Supplied text.
When Notre Dame heads down to Georgia, it will be the largest collection of draftable talent facing off in any game we’ve seen yet this season. The marquee matchup will be right along the line of scrimmage. Both Andrew Thomas and Julian Okwara look very likely to be first-round selections come next April, checking in at 10th and 17th on the PFF draft board, respectively. Kareem is more of a Day 2 guy, but that’s still a great litmus test for both him and Thomas. Okwara is one of the best players in the nation at converting speed-to-power with a prodigious combo of length and burst. Kareem is more of pure power player and even played defensive tackle early in his Notre Dame career. Thomas is currently the highest-graded tackle in the country and won’t face a better edge duo all season, and the Notre Dame duo won’t face a better tackle. This is tape scouts will be coming back to frequently next spring.

Notre Dame’s defensive front may be a little soft in the middle, but it’s got real talent on the outside.  I’m not so much concerned about how Thomas handles whoever is lined up on his side as I am at the other tackle and, perhaps more significantly, how the interior of Georgia’s line — I’m looking at you, Trey Hill — handles the inevitable stunts and twists I expect the Irish to utilize to try to get at Fromm.

Here’s another key matchup.

Notre Dame WR Chase Claypool vs. Georgia Secondary

The Georgia secondary is loaded with draftable talent. The safeties J.R. Reed and Richard LeCounte are the headliners after grading out exceptionally in 2018, but redshirt sophomore cornerback Eric Stokes could make his way up boards here soon as well. They’ll face a man who looks like an NFL wideout at 6-4, 230 pounds with good speed but has yet to produce like one until this season. Claypool was a basketball standout in high school yet that hasn’t translated as well in contested situations as we may have liked going 6-for-14 on those last season. The key here will be the play of both Claypool and Stokes at the line of scrimmage. Bigger receivers often lack the flexibility and quick to deal with good press corners, and Stokes has played the eighth-most snaps in press of any corner in the nation (64).

Directions. Write the next part of the Notre Dame–Georgia scouting preview, starting right after its final sentence.

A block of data
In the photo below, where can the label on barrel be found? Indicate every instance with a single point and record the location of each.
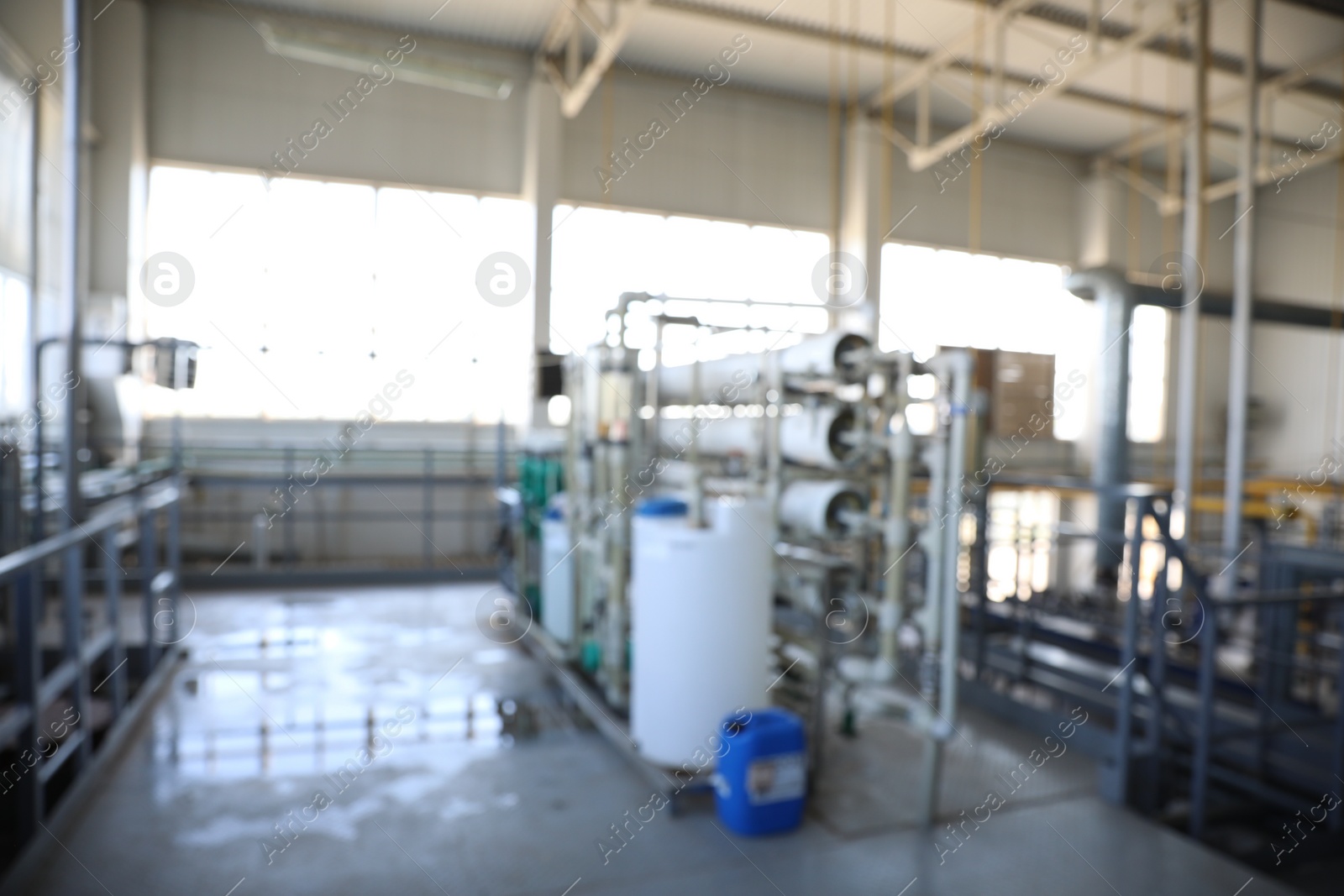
(777, 779)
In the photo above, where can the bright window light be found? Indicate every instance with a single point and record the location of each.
(15, 398)
(601, 253)
(311, 297)
(1148, 374)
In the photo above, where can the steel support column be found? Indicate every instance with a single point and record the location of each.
(1243, 275)
(1193, 281)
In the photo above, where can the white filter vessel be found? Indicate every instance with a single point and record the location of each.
(557, 578)
(701, 620)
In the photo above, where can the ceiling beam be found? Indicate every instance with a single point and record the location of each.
(562, 43)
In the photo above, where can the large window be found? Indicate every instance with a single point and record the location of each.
(717, 270)
(942, 297)
(311, 297)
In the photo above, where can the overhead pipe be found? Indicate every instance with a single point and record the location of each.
(1243, 273)
(1263, 311)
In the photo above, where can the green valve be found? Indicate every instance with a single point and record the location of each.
(591, 658)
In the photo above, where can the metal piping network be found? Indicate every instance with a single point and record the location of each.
(947, 459)
(900, 450)
(1238, 372)
(1115, 297)
(1187, 355)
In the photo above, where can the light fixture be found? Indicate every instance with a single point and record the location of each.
(338, 51)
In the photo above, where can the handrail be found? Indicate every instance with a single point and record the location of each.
(107, 516)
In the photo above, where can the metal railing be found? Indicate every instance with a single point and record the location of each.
(46, 758)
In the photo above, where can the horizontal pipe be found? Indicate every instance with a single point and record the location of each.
(1265, 311)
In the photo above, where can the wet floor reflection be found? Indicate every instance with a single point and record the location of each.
(295, 687)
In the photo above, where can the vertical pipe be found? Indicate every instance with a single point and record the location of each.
(27, 602)
(1337, 819)
(1187, 372)
(963, 365)
(112, 595)
(1243, 273)
(1129, 653)
(1110, 469)
(71, 140)
(428, 508)
(936, 458)
(1205, 719)
(172, 560)
(1158, 679)
(291, 551)
(900, 453)
(148, 551)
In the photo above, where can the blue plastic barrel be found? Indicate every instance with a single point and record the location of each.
(763, 777)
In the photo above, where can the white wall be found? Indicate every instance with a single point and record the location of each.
(217, 97)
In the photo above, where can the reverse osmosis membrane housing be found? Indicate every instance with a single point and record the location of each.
(699, 624)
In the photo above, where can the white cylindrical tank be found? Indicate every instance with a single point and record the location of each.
(816, 436)
(816, 506)
(557, 575)
(725, 380)
(827, 356)
(701, 622)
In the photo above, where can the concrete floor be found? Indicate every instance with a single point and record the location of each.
(281, 689)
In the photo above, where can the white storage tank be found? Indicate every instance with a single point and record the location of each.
(701, 621)
(557, 573)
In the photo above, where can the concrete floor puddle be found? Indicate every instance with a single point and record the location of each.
(375, 741)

Exercise answer.
Well, remember that Georgia tends not to flip its cornerbacks to follow particular receivers, so it’s unlikely that Claypool finds himself matched up against Stokes all day.  In fact, I would expect Notre Dame to do what it can to exploit Claypool’s talent and size against the corner on the other side, who will either be a Tyson Campbell who is nursing an ankle injury, or Daniel and/or Stevenson.  In any event, you have to think Smart and Lanning are going to have to provide some safety help if Claypool proves to be too much for one DB to handle.

Jake Rowe has some more player details here.  I will say that I have a lot of respect for Ian Book’s game; he’s one of those scrappy running quarterbacks who seem to give Georgia defenses plenty of problems over the years.  Containment is going to be a huge deal for the defense tomorrow night.  I hope I’m not pulling out my hair watching that breakdown constantly.

Book’s completion percentage hasn’t been as great as I expect Brian Kelly would like it to be, but he hasn’t thrown an interception in Notre Dame’s two games and he absolutely ripped New Mexico’s pass defense apart.  He’s also averaging better than 5.5 yards per rush and has two running TDs to his credit.  A real threat, in other words.

If you want more, Rowe also has a unit group comparison posted here.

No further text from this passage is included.